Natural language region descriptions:
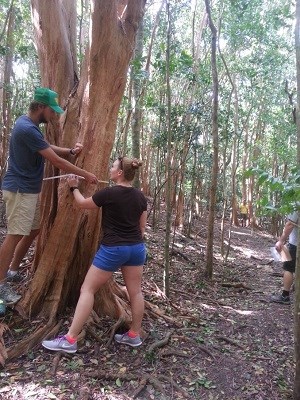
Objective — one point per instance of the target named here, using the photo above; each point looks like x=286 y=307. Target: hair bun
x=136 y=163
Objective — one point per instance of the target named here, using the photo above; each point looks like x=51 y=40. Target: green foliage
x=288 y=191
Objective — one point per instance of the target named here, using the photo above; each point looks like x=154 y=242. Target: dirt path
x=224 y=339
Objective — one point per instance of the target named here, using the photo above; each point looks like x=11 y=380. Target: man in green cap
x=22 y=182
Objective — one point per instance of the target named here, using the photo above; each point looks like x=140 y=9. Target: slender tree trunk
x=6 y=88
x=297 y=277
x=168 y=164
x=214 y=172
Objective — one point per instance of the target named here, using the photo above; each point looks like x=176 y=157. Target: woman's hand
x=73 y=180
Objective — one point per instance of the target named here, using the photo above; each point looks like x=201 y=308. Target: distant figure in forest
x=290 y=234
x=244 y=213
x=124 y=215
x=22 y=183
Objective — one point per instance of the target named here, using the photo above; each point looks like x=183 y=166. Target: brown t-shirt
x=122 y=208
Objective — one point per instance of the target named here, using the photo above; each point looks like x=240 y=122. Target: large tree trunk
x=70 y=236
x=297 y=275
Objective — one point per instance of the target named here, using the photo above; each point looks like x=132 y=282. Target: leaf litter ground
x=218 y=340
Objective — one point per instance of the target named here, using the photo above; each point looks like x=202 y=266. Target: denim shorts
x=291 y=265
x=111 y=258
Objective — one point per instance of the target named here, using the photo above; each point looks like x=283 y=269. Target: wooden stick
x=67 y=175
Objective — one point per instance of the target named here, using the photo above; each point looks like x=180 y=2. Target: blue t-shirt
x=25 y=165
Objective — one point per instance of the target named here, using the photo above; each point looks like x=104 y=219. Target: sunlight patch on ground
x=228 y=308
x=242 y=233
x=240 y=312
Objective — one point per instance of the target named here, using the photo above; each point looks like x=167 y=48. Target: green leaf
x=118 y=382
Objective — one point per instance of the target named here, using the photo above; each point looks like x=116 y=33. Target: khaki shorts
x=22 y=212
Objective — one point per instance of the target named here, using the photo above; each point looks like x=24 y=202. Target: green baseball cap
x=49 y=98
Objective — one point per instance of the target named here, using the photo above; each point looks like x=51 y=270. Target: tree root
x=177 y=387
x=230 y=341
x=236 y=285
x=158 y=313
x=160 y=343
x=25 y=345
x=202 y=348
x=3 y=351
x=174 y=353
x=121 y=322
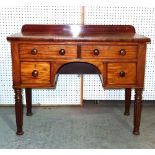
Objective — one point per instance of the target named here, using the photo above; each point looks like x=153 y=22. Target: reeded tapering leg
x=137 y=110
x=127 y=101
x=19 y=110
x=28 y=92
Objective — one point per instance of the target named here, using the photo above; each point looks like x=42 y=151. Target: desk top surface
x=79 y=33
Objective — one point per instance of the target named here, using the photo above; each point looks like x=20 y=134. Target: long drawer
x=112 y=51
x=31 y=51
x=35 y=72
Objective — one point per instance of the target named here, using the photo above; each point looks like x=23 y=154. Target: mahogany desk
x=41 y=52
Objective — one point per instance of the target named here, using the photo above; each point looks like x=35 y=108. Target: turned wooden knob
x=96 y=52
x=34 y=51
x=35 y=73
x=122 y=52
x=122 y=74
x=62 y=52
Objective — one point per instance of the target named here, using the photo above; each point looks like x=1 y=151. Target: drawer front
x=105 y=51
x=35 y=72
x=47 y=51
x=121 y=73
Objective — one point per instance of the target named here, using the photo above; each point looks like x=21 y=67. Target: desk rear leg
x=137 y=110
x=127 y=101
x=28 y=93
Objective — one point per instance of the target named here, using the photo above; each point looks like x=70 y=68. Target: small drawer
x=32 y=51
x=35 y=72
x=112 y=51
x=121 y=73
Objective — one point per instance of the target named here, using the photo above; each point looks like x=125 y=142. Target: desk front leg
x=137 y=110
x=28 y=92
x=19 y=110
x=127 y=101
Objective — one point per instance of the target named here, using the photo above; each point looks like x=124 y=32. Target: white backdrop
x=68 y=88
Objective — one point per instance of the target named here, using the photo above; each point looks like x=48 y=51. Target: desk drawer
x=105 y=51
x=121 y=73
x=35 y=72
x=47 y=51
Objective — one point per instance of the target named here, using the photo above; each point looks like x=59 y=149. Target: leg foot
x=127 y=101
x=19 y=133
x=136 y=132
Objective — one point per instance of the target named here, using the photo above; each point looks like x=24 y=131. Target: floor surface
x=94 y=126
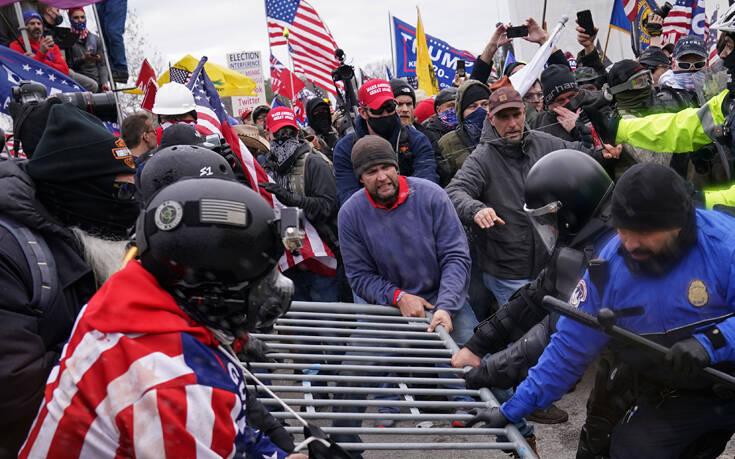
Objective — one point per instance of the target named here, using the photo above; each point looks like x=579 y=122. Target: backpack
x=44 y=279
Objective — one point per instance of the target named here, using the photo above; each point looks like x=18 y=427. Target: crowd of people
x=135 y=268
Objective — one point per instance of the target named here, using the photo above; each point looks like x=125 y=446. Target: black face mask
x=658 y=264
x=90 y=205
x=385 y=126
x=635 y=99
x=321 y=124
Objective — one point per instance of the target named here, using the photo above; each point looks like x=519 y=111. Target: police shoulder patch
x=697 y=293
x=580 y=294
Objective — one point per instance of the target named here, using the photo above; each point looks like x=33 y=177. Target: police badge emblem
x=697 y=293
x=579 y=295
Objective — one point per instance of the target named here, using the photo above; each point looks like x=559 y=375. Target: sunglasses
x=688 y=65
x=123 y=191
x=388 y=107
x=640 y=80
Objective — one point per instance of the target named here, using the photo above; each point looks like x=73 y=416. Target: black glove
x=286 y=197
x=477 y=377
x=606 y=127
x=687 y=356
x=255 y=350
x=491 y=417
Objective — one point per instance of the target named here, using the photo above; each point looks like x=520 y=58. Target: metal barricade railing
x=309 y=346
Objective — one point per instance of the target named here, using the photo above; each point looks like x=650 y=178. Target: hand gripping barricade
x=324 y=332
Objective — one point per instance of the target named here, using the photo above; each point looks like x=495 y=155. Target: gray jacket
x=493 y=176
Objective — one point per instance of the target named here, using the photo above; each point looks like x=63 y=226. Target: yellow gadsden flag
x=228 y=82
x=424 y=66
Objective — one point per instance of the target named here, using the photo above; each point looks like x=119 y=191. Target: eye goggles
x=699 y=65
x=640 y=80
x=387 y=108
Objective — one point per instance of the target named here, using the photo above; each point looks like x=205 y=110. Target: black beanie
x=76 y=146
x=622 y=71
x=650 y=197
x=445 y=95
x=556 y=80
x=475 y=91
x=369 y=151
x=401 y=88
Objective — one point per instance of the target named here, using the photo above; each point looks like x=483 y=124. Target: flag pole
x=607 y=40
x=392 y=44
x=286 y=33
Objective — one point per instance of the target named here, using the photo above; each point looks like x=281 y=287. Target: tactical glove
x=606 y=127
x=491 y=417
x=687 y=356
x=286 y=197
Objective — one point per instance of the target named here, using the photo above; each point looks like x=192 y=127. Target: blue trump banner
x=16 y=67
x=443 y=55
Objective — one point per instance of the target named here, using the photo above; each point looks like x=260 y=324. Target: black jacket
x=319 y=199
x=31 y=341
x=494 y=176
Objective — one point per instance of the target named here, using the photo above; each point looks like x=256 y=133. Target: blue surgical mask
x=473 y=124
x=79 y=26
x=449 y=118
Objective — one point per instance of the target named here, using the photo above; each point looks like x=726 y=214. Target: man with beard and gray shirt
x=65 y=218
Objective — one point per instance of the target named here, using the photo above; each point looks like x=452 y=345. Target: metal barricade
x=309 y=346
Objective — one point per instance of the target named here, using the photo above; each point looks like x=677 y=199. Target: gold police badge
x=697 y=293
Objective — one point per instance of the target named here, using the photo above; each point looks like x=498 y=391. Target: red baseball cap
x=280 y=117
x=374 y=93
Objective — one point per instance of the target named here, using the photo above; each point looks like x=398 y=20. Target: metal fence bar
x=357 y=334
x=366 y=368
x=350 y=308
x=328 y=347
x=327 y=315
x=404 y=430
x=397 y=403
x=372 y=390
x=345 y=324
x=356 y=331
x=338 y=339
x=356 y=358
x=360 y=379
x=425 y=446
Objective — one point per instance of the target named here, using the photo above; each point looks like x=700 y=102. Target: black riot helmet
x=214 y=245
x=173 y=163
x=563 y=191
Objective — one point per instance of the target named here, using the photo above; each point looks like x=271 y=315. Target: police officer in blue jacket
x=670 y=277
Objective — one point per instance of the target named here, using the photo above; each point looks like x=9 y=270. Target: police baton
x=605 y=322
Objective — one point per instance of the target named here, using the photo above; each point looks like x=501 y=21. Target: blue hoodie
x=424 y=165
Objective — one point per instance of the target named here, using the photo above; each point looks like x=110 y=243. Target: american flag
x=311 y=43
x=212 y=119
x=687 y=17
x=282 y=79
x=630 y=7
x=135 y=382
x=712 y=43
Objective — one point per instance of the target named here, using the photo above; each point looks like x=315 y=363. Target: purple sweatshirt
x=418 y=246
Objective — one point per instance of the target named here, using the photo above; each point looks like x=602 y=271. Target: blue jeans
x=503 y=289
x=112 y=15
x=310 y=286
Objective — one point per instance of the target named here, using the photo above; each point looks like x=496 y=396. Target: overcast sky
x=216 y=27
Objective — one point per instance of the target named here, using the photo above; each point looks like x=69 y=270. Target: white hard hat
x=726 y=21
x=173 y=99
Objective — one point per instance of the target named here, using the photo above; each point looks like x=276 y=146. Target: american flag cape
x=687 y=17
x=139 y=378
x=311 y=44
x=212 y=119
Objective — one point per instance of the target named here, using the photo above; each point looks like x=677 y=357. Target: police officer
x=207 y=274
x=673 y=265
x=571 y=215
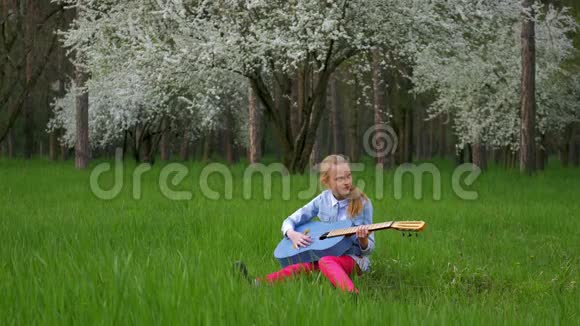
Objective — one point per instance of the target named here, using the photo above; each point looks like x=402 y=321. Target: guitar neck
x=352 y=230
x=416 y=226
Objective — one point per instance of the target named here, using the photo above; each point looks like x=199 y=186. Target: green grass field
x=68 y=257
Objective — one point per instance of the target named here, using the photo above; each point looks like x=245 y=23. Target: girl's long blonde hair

§ **What the task requires**: Leave out the pictures, and write out exactly the lines from the line containing "y=357. Target: police officer" through the end of the records above.

§ **Response below**:
Objective — one point per instance of the target named here, using the photo above; each point looks like x=677 y=357. Target: police officer
x=207 y=274
x=673 y=265
x=571 y=215
Objective — one point per instance of the target named here, using the photo above; each point looks like x=402 y=321. Target: guitar neck
x=352 y=230
x=416 y=226
Objective — one point per instance of the target named here, using the photo above; each point looks like x=199 y=186. Target: green grass field
x=68 y=257
Objective — one point per instance of the target named here, using the photo above; each point looks like x=245 y=23. Target: girl's long blonde hair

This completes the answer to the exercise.